**EXCERPT:**
______

In fact, last year across the pond, RCVS Knowledge—the charity arm of the Royal College of Veterinary Surgeons—developed a contextualized care roadmap. With support from Battersea, the roadmap summarized recommendations from RCVS Knowledge’s 2025 report on achieving contextualized care. Responses from the veterinary sector and pet caregivers provided insights into what needs to happen to achieve contextualized care.
To better understand these findings—and to learn about how the challenges and opportunities in the UK compare to those here in the U.S.—we spoke with Katie Mantell, CEO of RCVS Knowledge.
What is contextualized care?
The roadmap defines contextualized care as care “adapted to the needs and circumstances of the individual animal, its owner and the wider context,” requiring a genuine partnership between the vet team and the owner.
“It’s not a race to the bottom, and it’s not about advocating for low-quality care at all,” Mantell said. “It’s about the right care for that animal in the real-world situation that you find yourself in.”

______

**SUPPLIED INFORMATION:**
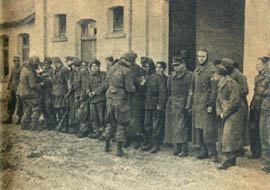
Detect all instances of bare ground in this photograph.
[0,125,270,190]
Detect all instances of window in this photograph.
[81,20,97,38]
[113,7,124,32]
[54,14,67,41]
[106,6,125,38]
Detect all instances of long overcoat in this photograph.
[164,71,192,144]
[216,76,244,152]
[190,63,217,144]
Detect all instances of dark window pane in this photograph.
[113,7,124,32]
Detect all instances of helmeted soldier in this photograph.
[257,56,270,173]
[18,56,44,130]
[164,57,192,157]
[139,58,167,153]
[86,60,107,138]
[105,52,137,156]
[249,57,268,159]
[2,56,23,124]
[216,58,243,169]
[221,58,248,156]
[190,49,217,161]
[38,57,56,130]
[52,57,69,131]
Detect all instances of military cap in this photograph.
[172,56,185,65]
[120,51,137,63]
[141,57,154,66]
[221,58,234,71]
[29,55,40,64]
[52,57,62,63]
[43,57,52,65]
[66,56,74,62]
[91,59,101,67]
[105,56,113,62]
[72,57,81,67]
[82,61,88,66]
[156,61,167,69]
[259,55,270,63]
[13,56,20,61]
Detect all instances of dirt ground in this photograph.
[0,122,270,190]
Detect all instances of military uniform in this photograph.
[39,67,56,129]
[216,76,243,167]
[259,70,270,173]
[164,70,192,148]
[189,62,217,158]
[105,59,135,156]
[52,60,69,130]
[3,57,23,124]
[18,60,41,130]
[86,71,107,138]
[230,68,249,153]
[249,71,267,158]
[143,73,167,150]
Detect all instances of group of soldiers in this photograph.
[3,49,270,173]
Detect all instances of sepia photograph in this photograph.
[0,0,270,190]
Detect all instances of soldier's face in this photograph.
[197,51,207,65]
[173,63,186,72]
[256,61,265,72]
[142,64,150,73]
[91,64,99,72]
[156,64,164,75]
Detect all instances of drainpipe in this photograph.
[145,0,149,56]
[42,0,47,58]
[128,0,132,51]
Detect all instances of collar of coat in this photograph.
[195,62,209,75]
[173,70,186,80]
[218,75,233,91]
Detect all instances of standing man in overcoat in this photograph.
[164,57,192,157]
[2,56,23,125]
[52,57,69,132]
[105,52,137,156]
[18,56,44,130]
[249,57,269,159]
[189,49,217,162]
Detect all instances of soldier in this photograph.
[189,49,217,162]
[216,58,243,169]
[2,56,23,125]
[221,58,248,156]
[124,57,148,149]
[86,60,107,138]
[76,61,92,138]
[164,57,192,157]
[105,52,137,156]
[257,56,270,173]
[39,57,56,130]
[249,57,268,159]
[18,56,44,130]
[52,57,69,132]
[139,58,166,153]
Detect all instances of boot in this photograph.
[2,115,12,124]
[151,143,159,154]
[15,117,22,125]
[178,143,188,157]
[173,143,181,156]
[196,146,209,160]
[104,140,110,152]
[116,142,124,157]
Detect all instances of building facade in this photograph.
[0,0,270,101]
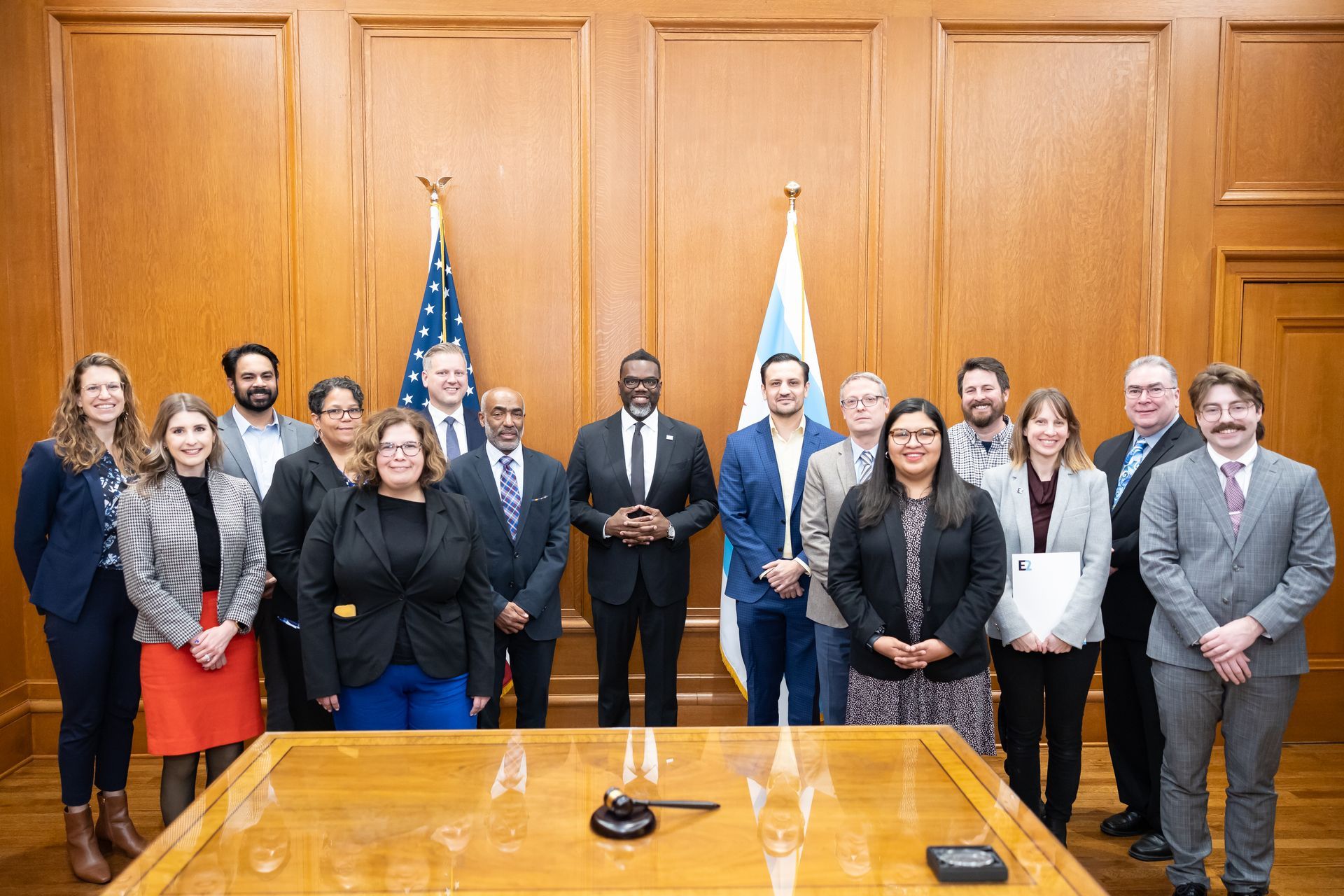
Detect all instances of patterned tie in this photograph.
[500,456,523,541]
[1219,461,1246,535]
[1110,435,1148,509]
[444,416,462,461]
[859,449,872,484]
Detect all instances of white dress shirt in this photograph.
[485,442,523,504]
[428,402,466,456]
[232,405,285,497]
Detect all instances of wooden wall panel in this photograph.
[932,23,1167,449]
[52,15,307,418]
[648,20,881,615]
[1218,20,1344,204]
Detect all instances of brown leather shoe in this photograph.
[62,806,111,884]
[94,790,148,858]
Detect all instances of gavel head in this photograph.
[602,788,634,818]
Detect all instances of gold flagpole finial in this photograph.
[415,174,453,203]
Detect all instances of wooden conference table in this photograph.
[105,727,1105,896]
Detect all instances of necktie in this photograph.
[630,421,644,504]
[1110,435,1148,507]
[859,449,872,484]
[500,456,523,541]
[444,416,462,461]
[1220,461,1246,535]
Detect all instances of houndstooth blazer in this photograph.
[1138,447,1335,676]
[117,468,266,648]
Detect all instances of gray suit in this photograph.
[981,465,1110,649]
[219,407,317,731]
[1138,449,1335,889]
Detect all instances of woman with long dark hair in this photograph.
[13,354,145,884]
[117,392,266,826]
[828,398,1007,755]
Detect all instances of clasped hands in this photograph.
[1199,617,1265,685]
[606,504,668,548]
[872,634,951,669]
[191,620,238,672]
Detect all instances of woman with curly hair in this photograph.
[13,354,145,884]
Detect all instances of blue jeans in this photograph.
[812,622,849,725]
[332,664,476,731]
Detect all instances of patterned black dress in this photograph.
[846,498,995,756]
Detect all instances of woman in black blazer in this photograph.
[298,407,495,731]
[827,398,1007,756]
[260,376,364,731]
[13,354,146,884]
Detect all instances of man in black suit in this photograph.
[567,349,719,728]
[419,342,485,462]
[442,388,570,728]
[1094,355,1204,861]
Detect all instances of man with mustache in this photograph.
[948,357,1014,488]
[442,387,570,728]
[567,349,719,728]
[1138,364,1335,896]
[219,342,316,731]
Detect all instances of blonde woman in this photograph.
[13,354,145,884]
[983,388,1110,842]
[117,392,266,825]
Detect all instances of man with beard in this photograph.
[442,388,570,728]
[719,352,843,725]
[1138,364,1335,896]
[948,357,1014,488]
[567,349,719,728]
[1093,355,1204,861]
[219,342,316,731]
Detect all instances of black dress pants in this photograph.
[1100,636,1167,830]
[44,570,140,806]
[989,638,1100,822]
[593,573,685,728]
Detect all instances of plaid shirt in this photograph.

______

**WHAT YOU NEED TO DO:**
A. Translate this sentence from the contextualized care excerpt into Spanish: "It’s about the right care for that animal in the real-world situation that you find yourself in."
B. Please reproduce word for word the stretch of the contextualized care excerpt from "What is contextualized" through "and the owner.".

**ANSWER LIST:**
A. Se trata de la atención adecuada para ese animal en la situación real en la que uno se encuentra.

B.
What is contextualized care?
The roadmap defines contextualized care as care “adapted to the needs and circumstances of the individual animal, its owner and the wider context,” requiring a genuine partnership between the vet team and the owner.